→ **WHAT YOU SHOULD DO**
Keep the wording of each record exactly the same when you repeat it, and leave out pictures.

──────── PROVIDED INFORMATION

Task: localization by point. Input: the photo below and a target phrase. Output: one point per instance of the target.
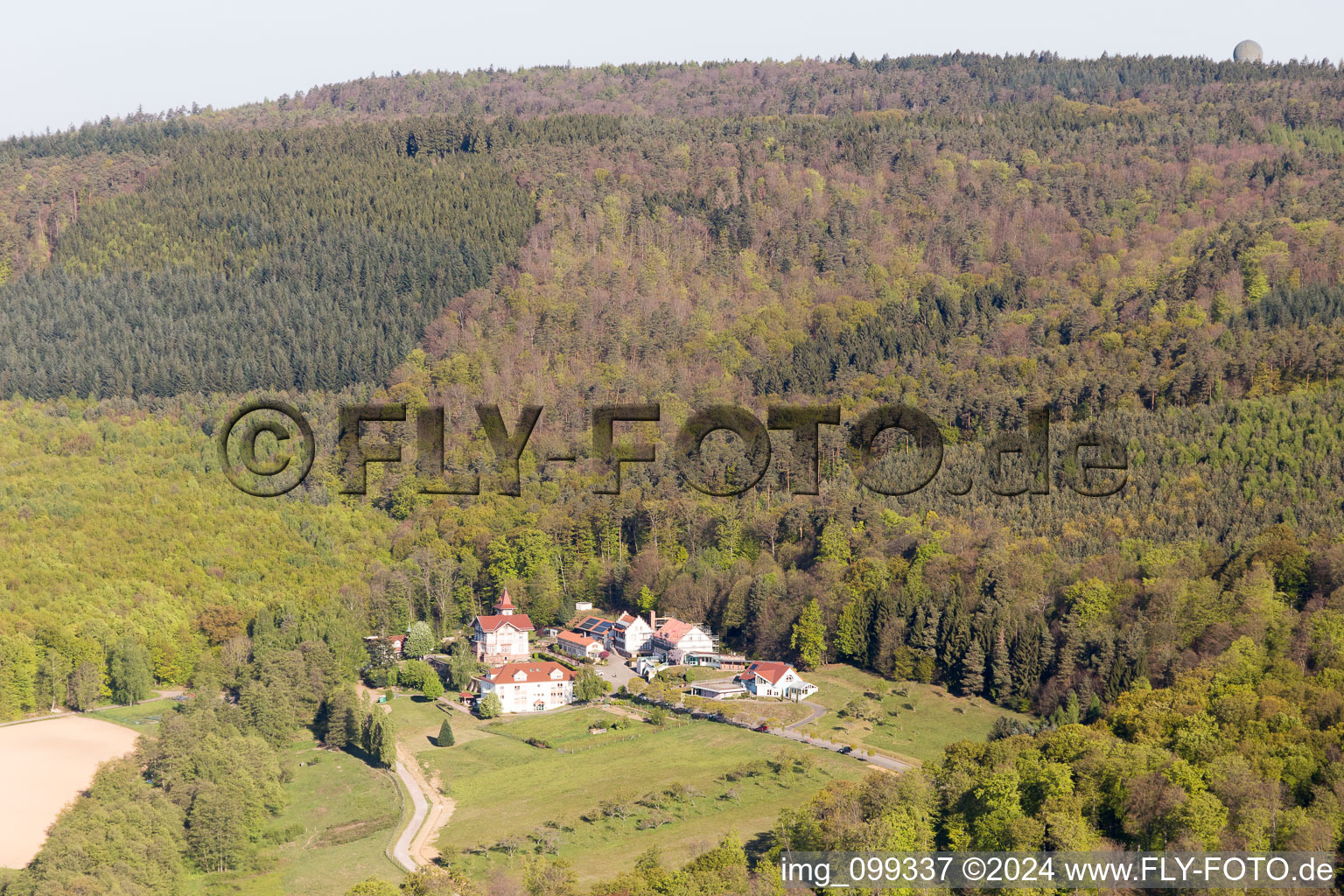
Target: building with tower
(503, 635)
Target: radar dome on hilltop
(1248, 52)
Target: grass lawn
(504, 786)
(915, 725)
(143, 718)
(348, 813)
(699, 673)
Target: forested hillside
(1146, 248)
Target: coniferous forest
(1148, 248)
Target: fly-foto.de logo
(1095, 464)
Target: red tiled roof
(674, 630)
(772, 672)
(571, 637)
(519, 621)
(534, 672)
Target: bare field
(46, 765)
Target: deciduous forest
(1148, 248)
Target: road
(617, 672)
(875, 760)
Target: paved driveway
(616, 672)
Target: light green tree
(128, 672)
(489, 705)
(420, 640)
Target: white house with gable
(529, 687)
(776, 680)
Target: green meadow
(527, 800)
(339, 820)
(913, 720)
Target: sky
(80, 60)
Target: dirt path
(430, 810)
(423, 850)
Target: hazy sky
(72, 62)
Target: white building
(501, 637)
(776, 680)
(686, 637)
(631, 634)
(579, 645)
(529, 687)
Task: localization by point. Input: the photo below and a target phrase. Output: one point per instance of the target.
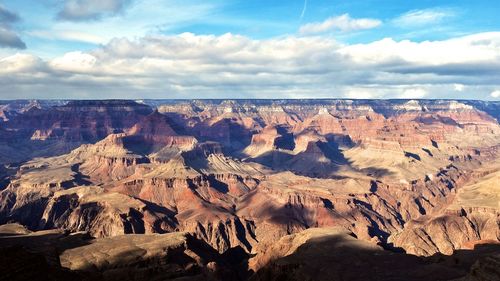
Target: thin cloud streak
(303, 10)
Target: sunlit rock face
(417, 176)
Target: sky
(142, 49)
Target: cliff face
(416, 175)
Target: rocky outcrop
(242, 174)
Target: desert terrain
(250, 190)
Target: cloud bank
(342, 23)
(233, 66)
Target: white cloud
(193, 66)
(82, 10)
(422, 17)
(342, 23)
(416, 93)
(74, 62)
(459, 87)
(68, 35)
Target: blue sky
(72, 48)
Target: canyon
(251, 189)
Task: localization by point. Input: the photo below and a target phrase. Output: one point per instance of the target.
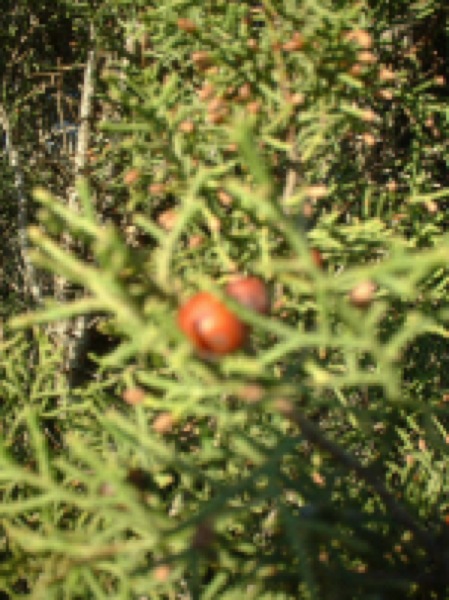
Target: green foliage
(310, 464)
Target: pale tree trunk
(72, 336)
(30, 279)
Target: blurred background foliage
(151, 150)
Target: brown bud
(187, 25)
(244, 92)
(369, 116)
(196, 241)
(295, 43)
(386, 74)
(131, 176)
(134, 396)
(163, 423)
(216, 105)
(157, 189)
(369, 139)
(296, 99)
(385, 94)
(202, 59)
(392, 185)
(217, 117)
(206, 92)
(317, 258)
(360, 37)
(362, 294)
(167, 219)
(251, 393)
(356, 70)
(254, 107)
(224, 198)
(366, 58)
(187, 127)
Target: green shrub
(240, 137)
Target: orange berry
(211, 326)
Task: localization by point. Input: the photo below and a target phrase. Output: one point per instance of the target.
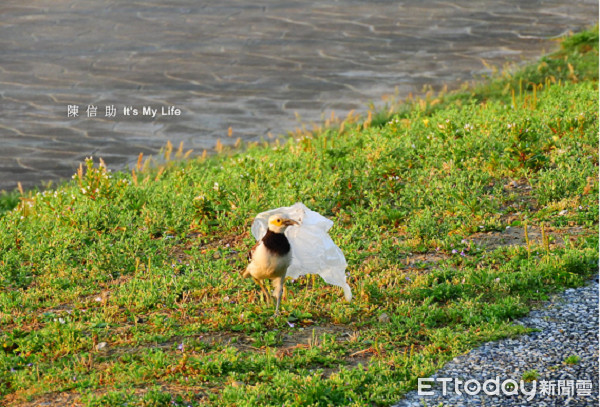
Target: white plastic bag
(313, 251)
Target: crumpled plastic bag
(313, 251)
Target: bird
(271, 257)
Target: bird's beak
(290, 222)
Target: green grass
(124, 288)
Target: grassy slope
(122, 288)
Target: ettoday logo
(509, 387)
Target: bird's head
(279, 223)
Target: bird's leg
(277, 292)
(263, 289)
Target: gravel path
(568, 325)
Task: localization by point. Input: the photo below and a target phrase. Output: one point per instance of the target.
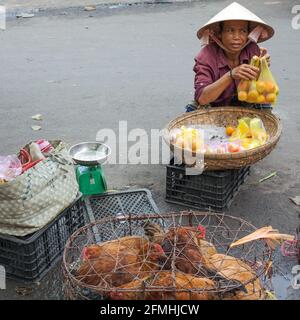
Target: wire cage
(176, 256)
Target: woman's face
(234, 35)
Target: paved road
(84, 72)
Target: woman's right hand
(245, 72)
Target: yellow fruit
(244, 85)
(242, 95)
(270, 87)
(261, 99)
(243, 129)
(260, 86)
(249, 143)
(196, 145)
(271, 97)
(179, 142)
(229, 130)
(252, 95)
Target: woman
(224, 61)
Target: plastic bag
(10, 167)
(266, 84)
(264, 90)
(247, 88)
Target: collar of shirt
(222, 61)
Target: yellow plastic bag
(247, 89)
(264, 90)
(266, 84)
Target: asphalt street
(85, 71)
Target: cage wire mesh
(181, 255)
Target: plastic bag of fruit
(264, 90)
(247, 88)
(266, 85)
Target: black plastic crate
(211, 190)
(29, 258)
(119, 204)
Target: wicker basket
(224, 116)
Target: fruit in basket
(261, 99)
(189, 138)
(253, 95)
(230, 130)
(242, 95)
(233, 147)
(271, 97)
(243, 127)
(249, 143)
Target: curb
(16, 12)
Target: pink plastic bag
(10, 167)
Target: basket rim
(237, 155)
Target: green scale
(89, 156)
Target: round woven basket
(222, 117)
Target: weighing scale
(89, 156)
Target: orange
(229, 130)
(271, 97)
(261, 99)
(260, 86)
(232, 147)
(242, 95)
(252, 95)
(244, 85)
(270, 87)
(179, 142)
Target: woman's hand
(245, 72)
(264, 53)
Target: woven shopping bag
(33, 199)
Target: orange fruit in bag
(244, 85)
(271, 97)
(260, 86)
(270, 87)
(229, 130)
(242, 95)
(261, 99)
(252, 95)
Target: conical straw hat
(236, 11)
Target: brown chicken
(236, 270)
(93, 251)
(114, 263)
(181, 247)
(166, 286)
(191, 254)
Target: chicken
(191, 254)
(234, 269)
(93, 251)
(180, 246)
(114, 263)
(166, 286)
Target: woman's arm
(212, 91)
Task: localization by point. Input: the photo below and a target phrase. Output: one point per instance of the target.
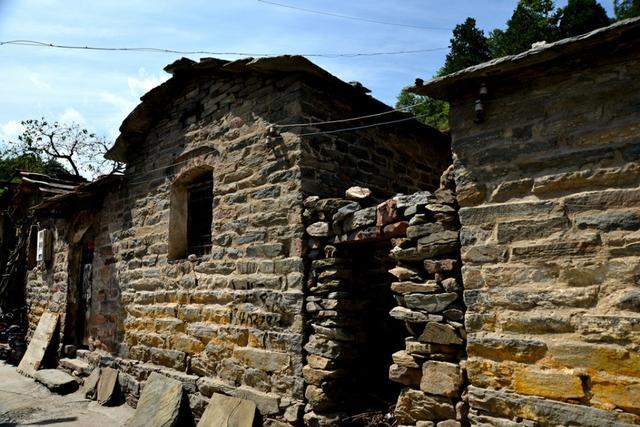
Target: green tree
(73, 146)
(468, 47)
(579, 17)
(10, 165)
(428, 110)
(531, 22)
(625, 9)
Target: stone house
(546, 149)
(193, 263)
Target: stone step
(56, 380)
(78, 367)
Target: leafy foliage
(531, 22)
(10, 165)
(625, 9)
(468, 47)
(76, 148)
(580, 16)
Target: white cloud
(71, 115)
(10, 131)
(144, 82)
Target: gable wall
(550, 215)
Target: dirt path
(25, 402)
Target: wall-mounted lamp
(479, 107)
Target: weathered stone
(360, 219)
(404, 314)
(269, 361)
(387, 213)
(402, 358)
(57, 381)
(159, 403)
(431, 303)
(439, 333)
(76, 366)
(441, 378)
(91, 383)
(358, 193)
(511, 406)
(33, 357)
(412, 287)
(420, 198)
(405, 375)
(225, 411)
(405, 274)
(417, 231)
(512, 189)
(553, 384)
(107, 386)
(414, 406)
(318, 229)
(506, 348)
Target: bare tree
(68, 143)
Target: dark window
(199, 215)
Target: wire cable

────────────────

→ **RESULT FOR THIS EXERCISE**
Task: localization by point. Input: the photo below and a target phrase. Output: one point per instance of the target.
Target: building with tower
(503, 635)
Target: radar dome on hilltop
(1248, 52)
Target: grass lawn
(504, 786)
(915, 725)
(143, 718)
(348, 813)
(699, 673)
Target: forested hillside
(1146, 248)
Target: coniferous forest
(1148, 248)
Target: fly-foto.de logo
(1095, 464)
Target: red tiled roof
(674, 630)
(772, 672)
(571, 637)
(519, 621)
(534, 672)
Target: bare field
(46, 765)
Target: deciduous forest
(1148, 248)
Target: road
(617, 672)
(875, 760)
Target: paved driveway
(616, 672)
Target: light green tree
(128, 672)
(489, 705)
(420, 640)
Target: white house with gable
(529, 687)
(776, 680)
Target: green meadow
(527, 800)
(339, 820)
(913, 720)
Target: sky
(80, 60)
Target: dirt path
(430, 810)
(423, 850)
Target: hazy sky
(72, 62)
Target: white building
(501, 637)
(776, 680)
(686, 637)
(631, 634)
(579, 645)
(529, 687)
Task: localization by point. Input: the photo below and a target phrase. Output: one point per instance of the target.
Target: thin cloud streak
(303, 10)
Target: sunlit rock face
(417, 176)
Target: sky
(142, 49)
Target: cliff face
(416, 175)
Target: rocky outcrop
(242, 174)
Target: desert terrain
(250, 190)
Target: cloud bank
(342, 23)
(233, 66)
Target: white cloud
(193, 66)
(82, 10)
(422, 17)
(342, 23)
(416, 93)
(74, 62)
(459, 87)
(68, 35)
Target: blue sky
(72, 48)
Target: canyon
(251, 189)
Task: localization by point. Input: the photo below and a target phrase. Output: one point per instance of the target.
Target: green foliage
(310, 464)
Target: pale tree trunk
(72, 336)
(30, 279)
Target: blurred background foliage
(151, 150)
Target: brown bud
(187, 25)
(244, 92)
(369, 116)
(196, 241)
(295, 43)
(386, 74)
(131, 176)
(134, 396)
(163, 423)
(216, 105)
(157, 189)
(369, 139)
(296, 99)
(385, 94)
(202, 59)
(392, 185)
(217, 117)
(206, 92)
(317, 258)
(360, 37)
(362, 294)
(167, 219)
(251, 393)
(356, 70)
(254, 107)
(224, 198)
(366, 58)
(187, 127)
Target: green shrub
(240, 137)
Target: orange berry
(211, 326)
Task: localization by point. Input: the photo below and a target phrase. Output: one point per instance of the target.
Target: white plastic bag
(313, 251)
Target: crumpled plastic bag
(313, 251)
Target: bird
(271, 257)
Target: bird's beak
(290, 222)
Target: green grass
(124, 288)
Target: grassy slope
(122, 288)
Target: ettoday logo
(509, 387)
Target: bird's head
(279, 223)
Target: bird's leg
(277, 292)
(263, 289)
Target: gravel path
(568, 325)
Task: localization by point. Input: the photo below and a target phrase. Output: one point per instance of the target.
Target: wire cage
(176, 256)
Target: woman's face
(234, 35)
Target: paved road
(84, 72)
Target: woman's right hand
(245, 72)
Target: yellow fruit
(244, 85)
(242, 95)
(270, 87)
(261, 99)
(243, 129)
(260, 86)
(249, 143)
(196, 145)
(271, 97)
(179, 142)
(229, 130)
(252, 95)
Target: woman
(224, 61)
Target: plastic bag
(10, 167)
(266, 84)
(264, 90)
(247, 88)
Target: collar of shirt
(222, 61)
Target: yellow plastic bag
(247, 89)
(264, 90)
(266, 84)
Target: asphalt street
(85, 71)
Target: cage wire mesh
(181, 255)
Target: plastic bag of fruit
(264, 90)
(247, 88)
(266, 85)
Target: black plastic crate
(211, 190)
(29, 258)
(119, 204)
Target: wicker basket
(224, 116)
Target: fruit in basket
(261, 99)
(189, 138)
(253, 95)
(230, 130)
(242, 95)
(233, 147)
(271, 97)
(243, 127)
(249, 143)
Target: curb
(16, 12)
Target: pink plastic bag
(10, 167)
Target: basket rim
(237, 155)
Target: green scale
(89, 156)
Target: round woven basket
(222, 117)
Target: weighing scale
(89, 156)
Target: orange
(229, 130)
(271, 97)
(261, 99)
(260, 86)
(232, 147)
(242, 95)
(252, 95)
(244, 85)
(270, 87)
(179, 142)
Target: woman's hand
(245, 72)
(264, 53)
Target: woven shopping bag
(33, 199)
Target: orange fruit in bag
(244, 85)
(271, 97)
(260, 86)
(270, 87)
(229, 130)
(242, 95)
(261, 99)
(252, 95)
Target: conical straw hat
(236, 11)
Target: brown chicken
(236, 270)
(93, 251)
(114, 263)
(181, 247)
(166, 286)
(191, 254)
Target: chicken
(191, 254)
(234, 269)
(93, 251)
(180, 246)
(114, 263)
(166, 286)
Target: woman's arm
(212, 91)
Task: localization by point. Input: the photo below and a target phrase. Output: one point per instance of the target.
Target: green tree
(73, 146)
(468, 47)
(579, 17)
(10, 165)
(428, 110)
(531, 22)
(625, 9)
Target: stone house
(546, 149)
(193, 263)
Target: stone step
(56, 380)
(78, 367)
Target: leafy foliage
(531, 22)
(10, 165)
(625, 9)
(468, 47)
(76, 148)
(580, 16)
Target: white cloud
(71, 115)
(10, 131)
(144, 82)
Target: gable wall
(550, 215)
Target: dirt path
(25, 402)
Target: wall-mounted lamp
(479, 107)
Target: weathered stone
(360, 219)
(404, 314)
(269, 361)
(387, 213)
(402, 358)
(57, 381)
(159, 403)
(431, 303)
(439, 333)
(76, 366)
(441, 378)
(91, 383)
(358, 193)
(511, 406)
(33, 357)
(412, 287)
(420, 198)
(405, 375)
(225, 411)
(405, 274)
(417, 231)
(512, 189)
(553, 384)
(107, 386)
(414, 406)
(318, 229)
(506, 348)
Target: bare tree
(68, 143)
Target: dark window
(199, 215)
Target: wire cable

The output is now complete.